__GIVEN TASK__
Render the stretch from the line containing "Pick out the car headlight" through the end of the lines as a two-column CSV with the headers text and answer. Give one row for each text and its answer, with each value in one quoted field and line breaks turned into spaces.

(Named-object pointing lines)
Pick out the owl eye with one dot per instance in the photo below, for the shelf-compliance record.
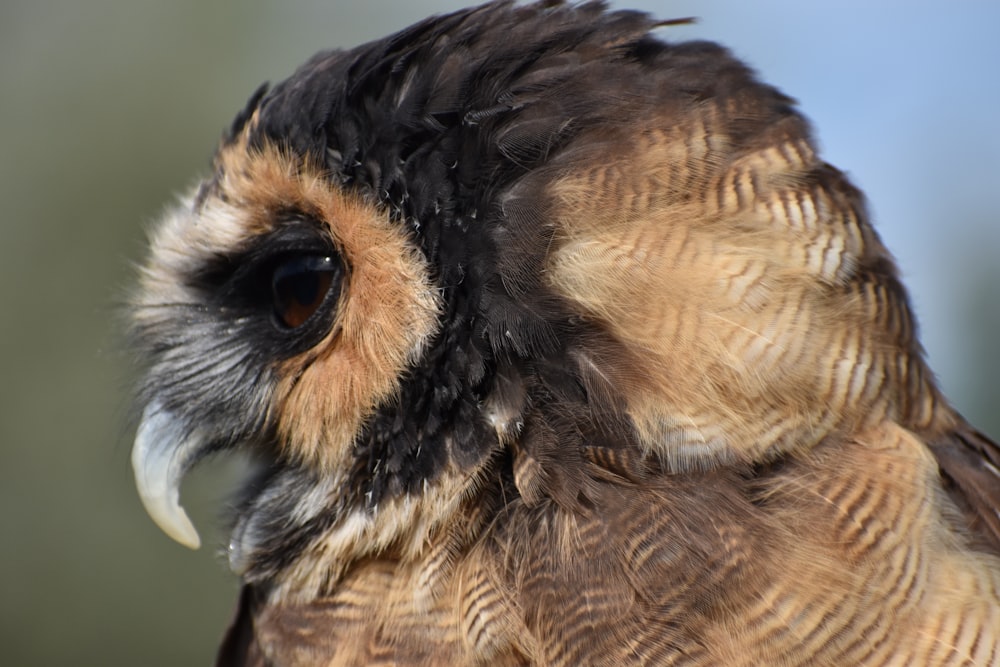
(299, 286)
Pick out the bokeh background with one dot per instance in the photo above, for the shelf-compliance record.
(109, 107)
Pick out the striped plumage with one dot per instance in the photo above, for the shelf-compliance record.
(558, 344)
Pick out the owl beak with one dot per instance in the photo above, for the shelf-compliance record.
(163, 452)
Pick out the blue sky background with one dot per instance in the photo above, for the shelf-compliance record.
(109, 107)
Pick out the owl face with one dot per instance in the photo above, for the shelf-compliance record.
(487, 248)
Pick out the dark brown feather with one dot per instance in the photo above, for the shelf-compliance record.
(970, 464)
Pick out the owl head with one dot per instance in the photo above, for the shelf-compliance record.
(487, 248)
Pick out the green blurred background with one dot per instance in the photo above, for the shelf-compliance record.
(109, 107)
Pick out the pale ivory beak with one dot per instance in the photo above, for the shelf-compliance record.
(163, 451)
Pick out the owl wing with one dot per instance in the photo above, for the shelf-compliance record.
(970, 466)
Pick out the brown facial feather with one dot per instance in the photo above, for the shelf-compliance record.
(386, 317)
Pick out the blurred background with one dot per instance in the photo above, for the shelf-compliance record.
(110, 107)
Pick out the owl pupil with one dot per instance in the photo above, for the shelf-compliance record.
(299, 286)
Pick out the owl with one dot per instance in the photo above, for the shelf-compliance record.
(555, 343)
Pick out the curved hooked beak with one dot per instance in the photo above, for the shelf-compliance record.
(163, 452)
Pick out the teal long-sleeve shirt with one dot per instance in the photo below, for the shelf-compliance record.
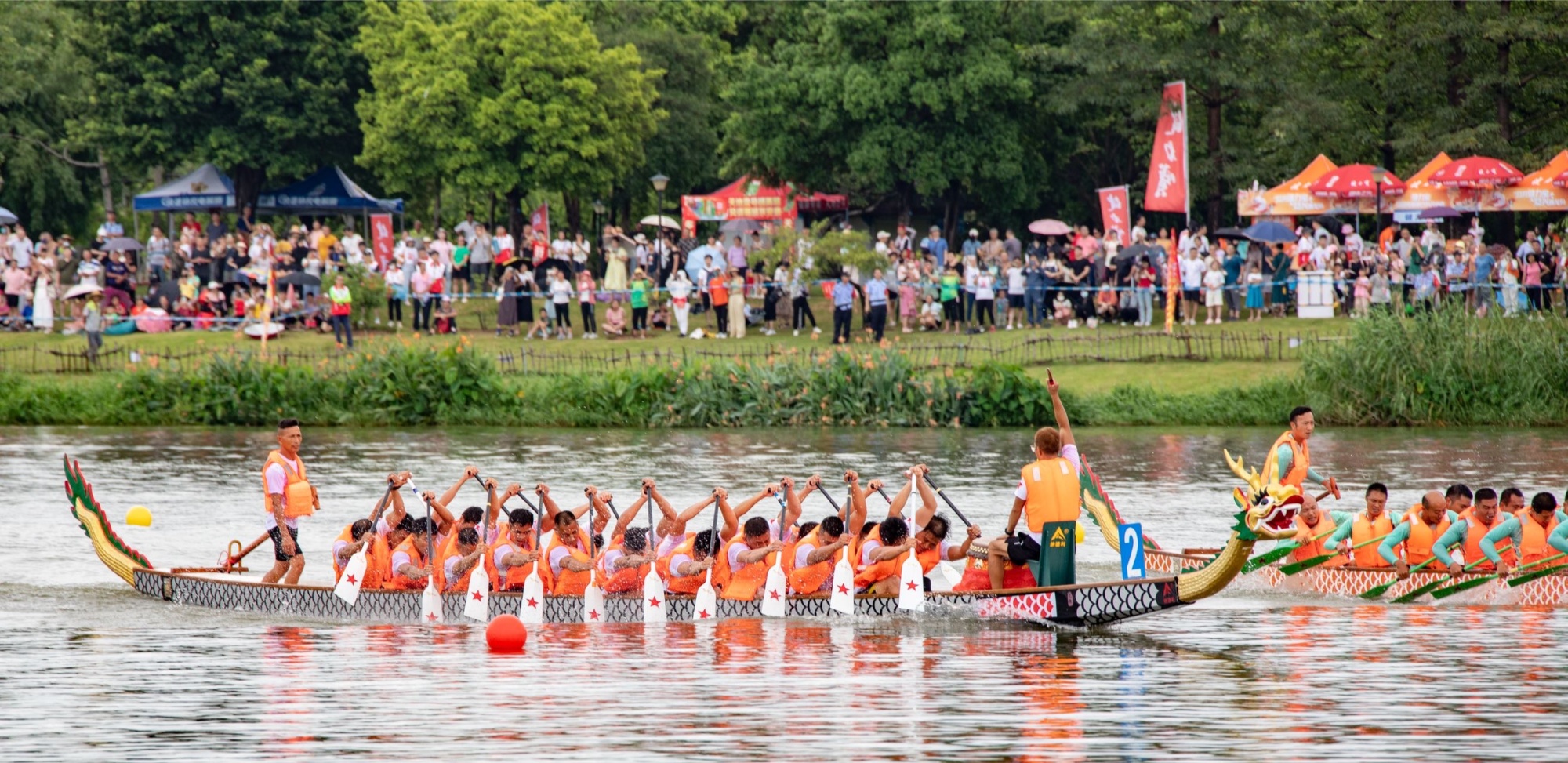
(1403, 534)
(1514, 531)
(1287, 459)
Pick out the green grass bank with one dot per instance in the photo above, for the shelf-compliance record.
(1442, 369)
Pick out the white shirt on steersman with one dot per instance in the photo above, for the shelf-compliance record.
(275, 487)
(1070, 452)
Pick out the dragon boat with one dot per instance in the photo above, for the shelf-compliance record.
(1261, 515)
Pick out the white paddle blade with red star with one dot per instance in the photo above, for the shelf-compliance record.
(430, 609)
(593, 603)
(912, 584)
(476, 603)
(532, 609)
(653, 597)
(706, 605)
(843, 597)
(354, 576)
(775, 594)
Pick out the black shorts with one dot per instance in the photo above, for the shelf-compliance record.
(278, 543)
(1023, 548)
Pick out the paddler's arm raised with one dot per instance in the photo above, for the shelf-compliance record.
(548, 506)
(1061, 410)
(1508, 529)
(1450, 539)
(1393, 540)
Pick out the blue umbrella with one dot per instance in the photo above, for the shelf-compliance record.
(1269, 231)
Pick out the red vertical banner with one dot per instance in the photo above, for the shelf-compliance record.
(1167, 189)
(1114, 213)
(382, 239)
(542, 220)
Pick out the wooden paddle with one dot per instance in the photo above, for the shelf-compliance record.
(1489, 578)
(1434, 584)
(843, 592)
(430, 608)
(706, 603)
(1283, 550)
(777, 589)
(653, 584)
(1379, 590)
(354, 576)
(1308, 564)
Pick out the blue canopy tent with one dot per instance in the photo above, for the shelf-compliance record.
(206, 187)
(327, 191)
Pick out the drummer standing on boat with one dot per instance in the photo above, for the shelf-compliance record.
(289, 496)
(1294, 457)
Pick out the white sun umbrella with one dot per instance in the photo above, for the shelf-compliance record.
(662, 222)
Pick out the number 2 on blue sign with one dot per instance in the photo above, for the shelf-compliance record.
(1131, 551)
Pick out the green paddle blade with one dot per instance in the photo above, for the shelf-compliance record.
(1379, 590)
(1265, 559)
(1459, 587)
(1537, 573)
(1307, 564)
(1421, 590)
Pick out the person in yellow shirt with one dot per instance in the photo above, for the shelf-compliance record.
(1048, 495)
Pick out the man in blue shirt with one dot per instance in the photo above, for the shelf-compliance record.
(935, 247)
(877, 300)
(843, 308)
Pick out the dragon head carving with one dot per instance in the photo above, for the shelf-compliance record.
(1268, 509)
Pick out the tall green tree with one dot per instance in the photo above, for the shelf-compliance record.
(898, 103)
(43, 87)
(264, 90)
(524, 98)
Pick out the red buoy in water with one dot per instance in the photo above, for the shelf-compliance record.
(506, 633)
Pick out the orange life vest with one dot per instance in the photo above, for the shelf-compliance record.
(299, 500)
(515, 575)
(1312, 543)
(746, 583)
(416, 558)
(377, 559)
(1533, 539)
(1053, 492)
(1362, 531)
(816, 576)
(1475, 531)
(677, 583)
(1301, 459)
(1418, 547)
(885, 569)
(623, 580)
(570, 583)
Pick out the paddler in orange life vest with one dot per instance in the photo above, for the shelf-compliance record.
(1417, 532)
(410, 561)
(1294, 457)
(366, 531)
(1370, 523)
(1468, 529)
(686, 565)
(289, 496)
(1048, 492)
(1534, 534)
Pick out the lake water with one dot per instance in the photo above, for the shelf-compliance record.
(92, 670)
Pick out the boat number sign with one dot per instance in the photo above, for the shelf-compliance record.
(1131, 551)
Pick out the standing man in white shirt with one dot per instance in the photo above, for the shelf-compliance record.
(289, 496)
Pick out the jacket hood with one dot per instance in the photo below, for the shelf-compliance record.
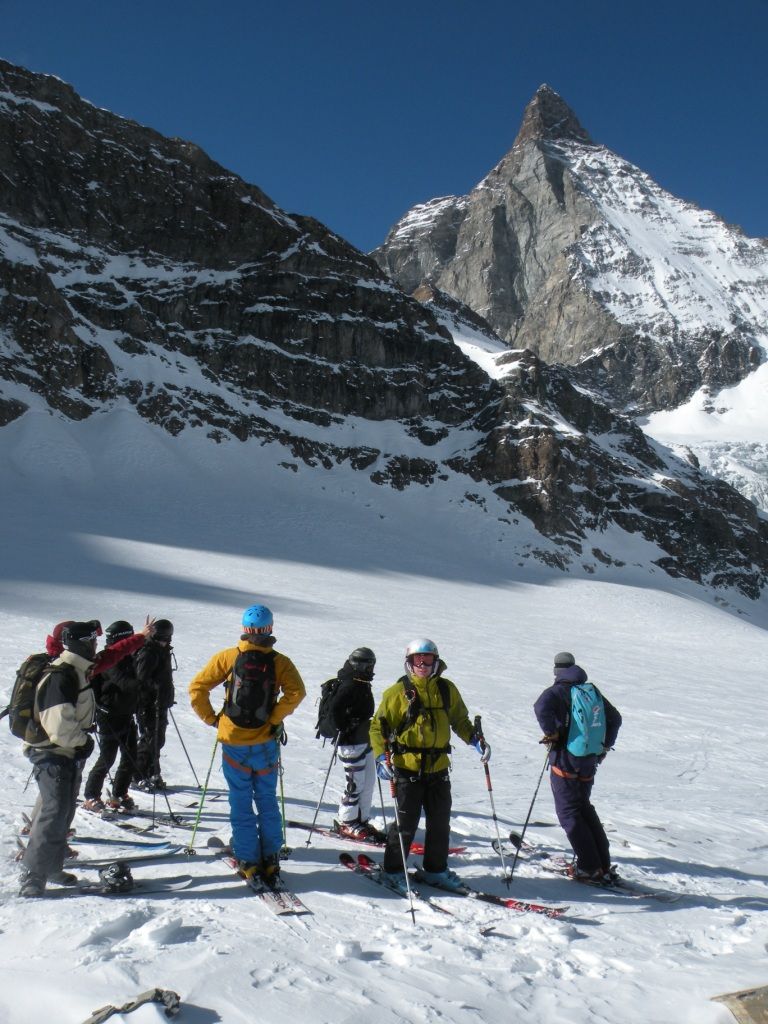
(571, 674)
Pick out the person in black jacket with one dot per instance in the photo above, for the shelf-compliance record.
(571, 775)
(154, 665)
(350, 711)
(117, 695)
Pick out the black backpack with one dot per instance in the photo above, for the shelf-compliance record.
(251, 690)
(20, 710)
(326, 726)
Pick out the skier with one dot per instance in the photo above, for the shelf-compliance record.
(64, 707)
(154, 665)
(349, 710)
(572, 774)
(410, 735)
(262, 688)
(117, 694)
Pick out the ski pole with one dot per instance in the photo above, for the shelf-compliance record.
(489, 787)
(190, 847)
(323, 791)
(381, 798)
(183, 747)
(527, 818)
(286, 851)
(393, 793)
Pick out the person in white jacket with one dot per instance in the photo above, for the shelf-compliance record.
(65, 707)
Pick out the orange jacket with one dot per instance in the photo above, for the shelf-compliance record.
(218, 670)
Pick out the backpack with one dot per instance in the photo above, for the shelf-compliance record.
(20, 710)
(251, 691)
(327, 727)
(587, 721)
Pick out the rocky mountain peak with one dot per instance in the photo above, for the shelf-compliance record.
(549, 117)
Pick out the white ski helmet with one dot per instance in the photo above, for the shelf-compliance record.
(422, 646)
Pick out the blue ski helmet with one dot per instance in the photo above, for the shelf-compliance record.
(423, 646)
(257, 619)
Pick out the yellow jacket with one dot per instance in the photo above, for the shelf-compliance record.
(423, 743)
(290, 685)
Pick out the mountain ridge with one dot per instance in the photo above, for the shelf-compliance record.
(115, 294)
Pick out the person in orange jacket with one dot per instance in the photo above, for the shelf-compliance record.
(262, 687)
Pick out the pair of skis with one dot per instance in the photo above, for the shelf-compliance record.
(279, 899)
(371, 869)
(416, 848)
(141, 887)
(559, 865)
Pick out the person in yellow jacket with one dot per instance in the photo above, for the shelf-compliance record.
(411, 740)
(262, 687)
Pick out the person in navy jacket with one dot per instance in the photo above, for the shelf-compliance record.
(571, 777)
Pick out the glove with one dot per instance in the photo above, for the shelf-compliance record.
(278, 732)
(85, 750)
(482, 749)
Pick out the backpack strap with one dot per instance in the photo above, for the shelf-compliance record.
(410, 717)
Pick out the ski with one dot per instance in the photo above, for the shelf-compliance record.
(103, 841)
(620, 887)
(280, 899)
(130, 826)
(171, 819)
(524, 906)
(556, 864)
(416, 848)
(370, 869)
(139, 858)
(140, 888)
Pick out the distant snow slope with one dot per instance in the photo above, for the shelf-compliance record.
(662, 264)
(117, 519)
(728, 432)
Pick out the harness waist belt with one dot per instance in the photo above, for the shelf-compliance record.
(570, 774)
(245, 768)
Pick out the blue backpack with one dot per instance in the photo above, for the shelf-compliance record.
(587, 721)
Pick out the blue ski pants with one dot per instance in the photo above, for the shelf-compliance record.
(251, 774)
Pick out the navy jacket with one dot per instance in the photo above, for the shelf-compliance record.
(552, 711)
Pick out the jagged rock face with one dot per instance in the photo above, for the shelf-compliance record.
(569, 251)
(135, 271)
(122, 244)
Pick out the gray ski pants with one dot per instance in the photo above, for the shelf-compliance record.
(58, 781)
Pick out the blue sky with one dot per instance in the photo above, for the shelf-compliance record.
(352, 112)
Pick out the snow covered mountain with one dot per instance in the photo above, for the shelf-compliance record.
(136, 275)
(570, 251)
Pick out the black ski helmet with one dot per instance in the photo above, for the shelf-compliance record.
(163, 630)
(363, 660)
(116, 878)
(80, 638)
(118, 631)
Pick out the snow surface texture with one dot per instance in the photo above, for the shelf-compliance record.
(683, 796)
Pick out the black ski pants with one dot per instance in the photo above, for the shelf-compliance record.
(153, 722)
(119, 734)
(581, 822)
(430, 794)
(58, 781)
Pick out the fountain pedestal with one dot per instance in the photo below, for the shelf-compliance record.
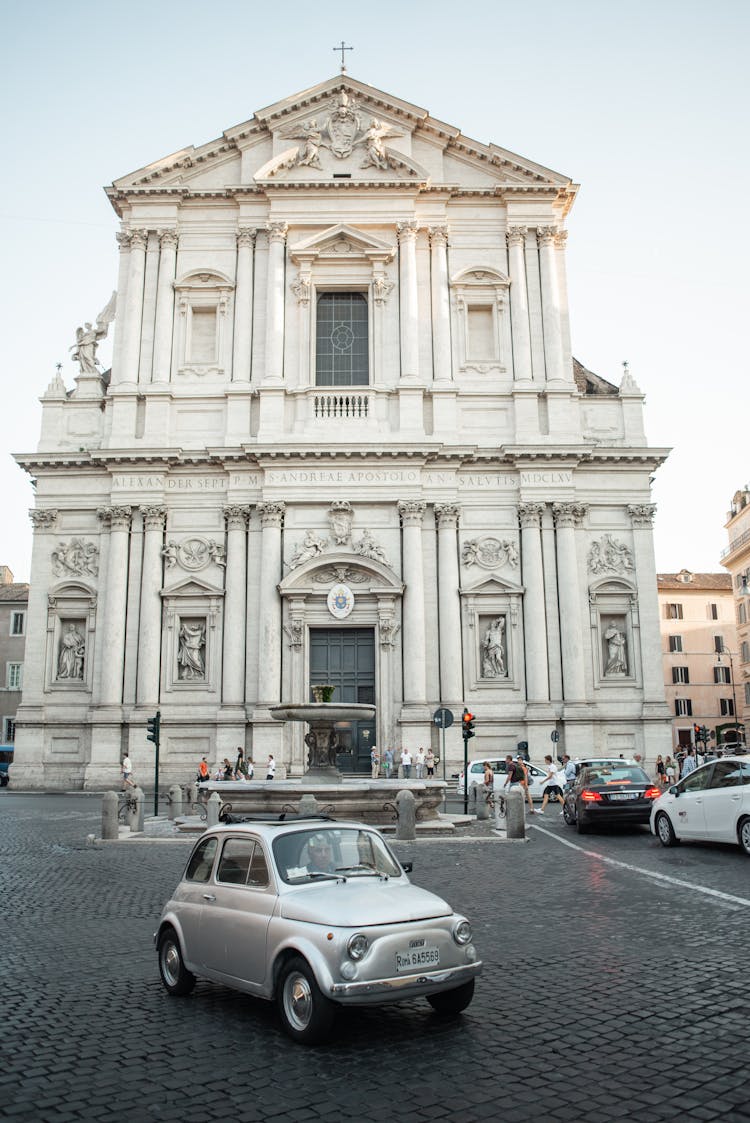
(321, 738)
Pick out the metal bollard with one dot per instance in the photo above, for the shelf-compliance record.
(515, 827)
(212, 809)
(135, 813)
(479, 801)
(109, 807)
(406, 814)
(174, 803)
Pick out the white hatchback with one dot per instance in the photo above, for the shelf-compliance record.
(476, 775)
(711, 803)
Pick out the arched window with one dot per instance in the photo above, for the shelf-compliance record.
(341, 349)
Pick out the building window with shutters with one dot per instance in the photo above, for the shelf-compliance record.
(341, 340)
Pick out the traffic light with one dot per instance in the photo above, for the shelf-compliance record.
(153, 727)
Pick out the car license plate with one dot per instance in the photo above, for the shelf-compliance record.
(418, 957)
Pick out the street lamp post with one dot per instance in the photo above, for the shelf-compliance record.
(725, 650)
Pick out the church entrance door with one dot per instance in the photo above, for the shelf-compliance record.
(345, 658)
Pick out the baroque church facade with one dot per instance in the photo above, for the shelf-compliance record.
(344, 440)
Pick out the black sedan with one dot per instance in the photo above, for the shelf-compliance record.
(609, 794)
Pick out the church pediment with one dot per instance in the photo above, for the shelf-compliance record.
(338, 242)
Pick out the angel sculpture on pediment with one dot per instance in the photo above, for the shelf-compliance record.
(312, 136)
(87, 339)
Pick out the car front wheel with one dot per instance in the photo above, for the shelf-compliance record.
(451, 1002)
(666, 831)
(307, 1015)
(743, 834)
(175, 976)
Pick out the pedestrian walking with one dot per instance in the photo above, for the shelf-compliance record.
(552, 788)
(127, 773)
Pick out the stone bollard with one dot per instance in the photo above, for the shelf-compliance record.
(479, 801)
(406, 814)
(136, 806)
(308, 805)
(515, 827)
(212, 809)
(174, 802)
(109, 807)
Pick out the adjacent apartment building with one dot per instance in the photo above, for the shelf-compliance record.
(700, 653)
(14, 608)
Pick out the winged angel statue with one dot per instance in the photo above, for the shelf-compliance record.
(340, 133)
(87, 339)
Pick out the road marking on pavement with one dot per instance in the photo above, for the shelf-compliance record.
(646, 873)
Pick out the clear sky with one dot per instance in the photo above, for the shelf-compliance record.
(646, 105)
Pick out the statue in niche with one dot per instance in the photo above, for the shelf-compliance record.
(72, 651)
(616, 650)
(493, 649)
(191, 657)
(87, 339)
(310, 547)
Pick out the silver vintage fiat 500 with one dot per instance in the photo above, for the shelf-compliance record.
(316, 914)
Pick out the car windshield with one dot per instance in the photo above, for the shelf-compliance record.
(323, 852)
(614, 774)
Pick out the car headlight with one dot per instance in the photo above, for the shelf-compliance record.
(463, 932)
(357, 947)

__THE ANSWER__
text,answer
"Pick out the car headlight with one dot per instance in the photo above, for the shelf-compliance record.","(463, 932) (357, 947)"